◆ **WHAT YOU SHOULD DO**:
When the line containing "Mark every instance of the white" appears in the data below, begin copying there and stop only after the line containing "Mark every instance of the twig".

BEGIN

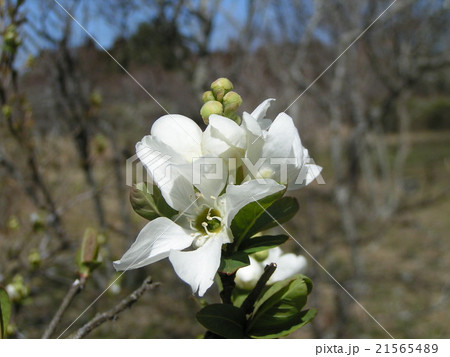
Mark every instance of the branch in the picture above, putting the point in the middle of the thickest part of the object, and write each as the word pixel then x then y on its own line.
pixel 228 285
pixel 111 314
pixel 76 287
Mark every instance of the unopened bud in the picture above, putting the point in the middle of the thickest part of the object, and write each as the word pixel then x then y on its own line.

END
BEGIN

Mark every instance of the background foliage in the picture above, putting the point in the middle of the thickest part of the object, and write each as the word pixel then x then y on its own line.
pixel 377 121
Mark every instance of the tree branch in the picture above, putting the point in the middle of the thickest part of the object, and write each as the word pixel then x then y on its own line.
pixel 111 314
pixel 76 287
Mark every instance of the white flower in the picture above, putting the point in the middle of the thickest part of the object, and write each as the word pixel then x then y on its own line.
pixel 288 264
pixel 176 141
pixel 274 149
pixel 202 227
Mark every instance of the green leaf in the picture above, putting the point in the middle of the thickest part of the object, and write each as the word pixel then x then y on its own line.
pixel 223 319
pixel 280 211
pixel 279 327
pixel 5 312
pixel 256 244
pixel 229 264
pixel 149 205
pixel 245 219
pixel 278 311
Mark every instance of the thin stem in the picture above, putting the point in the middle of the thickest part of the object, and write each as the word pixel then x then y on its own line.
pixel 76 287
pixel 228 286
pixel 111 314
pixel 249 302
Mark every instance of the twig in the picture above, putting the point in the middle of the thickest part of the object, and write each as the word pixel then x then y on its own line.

END

◆ **ANSWER SPACE**:
Mark every instance of the white flower in the picture above, putting the point in the middle of the thickest part of the object, and write each as the word pixel then x then y on its own line.
pixel 288 264
pixel 176 141
pixel 274 149
pixel 202 227
Mark every instance of the green leaf in the picture above, putting the point in the middle of the thickest part of the object, and write each as the word pixel then x then y on its own line.
pixel 223 319
pixel 280 211
pixel 279 327
pixel 5 312
pixel 256 244
pixel 229 264
pixel 149 205
pixel 245 219
pixel 278 311
Mark every instance of the thin stem in the picture above, putting the point in the middle of the thickest part of the object, and write each as the word pixel then x then y on its own line.
pixel 76 287
pixel 228 286
pixel 111 314
pixel 249 302
Mark every instance of the twig in the picture above, putting the point in the middle of the thickest part of the object, and write each as the word pixel then x then y on its own line.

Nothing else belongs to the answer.